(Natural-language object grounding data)
---
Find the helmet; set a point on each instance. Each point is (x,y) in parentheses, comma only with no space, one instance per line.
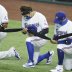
(25,10)
(60,18)
(32,28)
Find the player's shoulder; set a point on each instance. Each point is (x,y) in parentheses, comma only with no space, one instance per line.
(40,15)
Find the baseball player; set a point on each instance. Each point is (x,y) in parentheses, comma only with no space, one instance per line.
(3,24)
(35,21)
(64,48)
---
Your answer must consist solely of the lines from the one containing "Find the player's" through the last line of the entries, reproduced exactly.

** RESULT BELOW **
Find the player's shoulder; set a point on each instance. Each point is (x,y) in parentheses, comma only with no space, one instance per line.
(40,15)
Find the baseball player; set a point on each instance. Each point is (x,y) in parentheses, comma only with no space, one instance per line.
(3,24)
(35,21)
(64,48)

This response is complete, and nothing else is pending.